§ WRITTEN INSTRUCTION:
Copy the listing below, replacing "Tag one point" with "Place a single point" everywhere and changing nothing else. Leave the pictures out of your copy.

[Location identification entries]
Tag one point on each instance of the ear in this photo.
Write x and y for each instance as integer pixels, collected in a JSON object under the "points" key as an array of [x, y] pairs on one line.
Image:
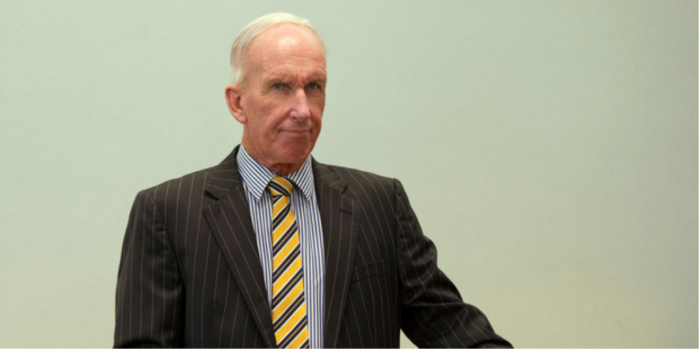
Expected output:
{"points": [[233, 99]]}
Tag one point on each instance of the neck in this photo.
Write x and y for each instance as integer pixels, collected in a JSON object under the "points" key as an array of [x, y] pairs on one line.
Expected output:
{"points": [[280, 169]]}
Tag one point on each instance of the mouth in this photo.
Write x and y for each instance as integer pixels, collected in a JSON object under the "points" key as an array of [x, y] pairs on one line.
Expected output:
{"points": [[299, 132]]}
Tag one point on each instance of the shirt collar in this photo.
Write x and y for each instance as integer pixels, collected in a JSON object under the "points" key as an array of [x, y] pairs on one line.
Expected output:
{"points": [[256, 176]]}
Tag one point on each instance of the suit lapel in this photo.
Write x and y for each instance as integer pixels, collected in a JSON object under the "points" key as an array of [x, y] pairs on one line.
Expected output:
{"points": [[340, 222], [231, 226]]}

§ RESPONSE FOR THIS EXERCISE:
Place a single point on each instance of the ear in this photo.
Write x and y for each instance as integer pixels, collected in a JSON object under the "points" key as an array of [x, y] pairs on one line.
Image:
Expected output:
{"points": [[233, 99]]}
Place a single point on each instance of the neck in this photo.
Write x and y for each instance as integer pixels, collected in a JSON object under the "points" key as an array of [x, y] pairs on one line.
Expected output:
{"points": [[280, 169]]}
Place a single point on each instance of the mouth in this photo.
Write x and y for each instance as integer pixels, collected in a JSON object under the "points" key as an array of [x, y] pairs on one line.
Expected output:
{"points": [[299, 132]]}
Place a single point on each instance of the shirt collar in this photo.
Write x and y for each instance as integer pixels, collected in a JSON object under the "points" key as an array of [x, y] pairs on one line.
Expected output:
{"points": [[256, 176]]}
Place a single point on each instance of the suit lapel in this photo.
Write x and y for each instance as integer pixels, collected in a JSON object under the "points" key as an array of [x, y] pairs on one line.
Expected output:
{"points": [[340, 222], [231, 226]]}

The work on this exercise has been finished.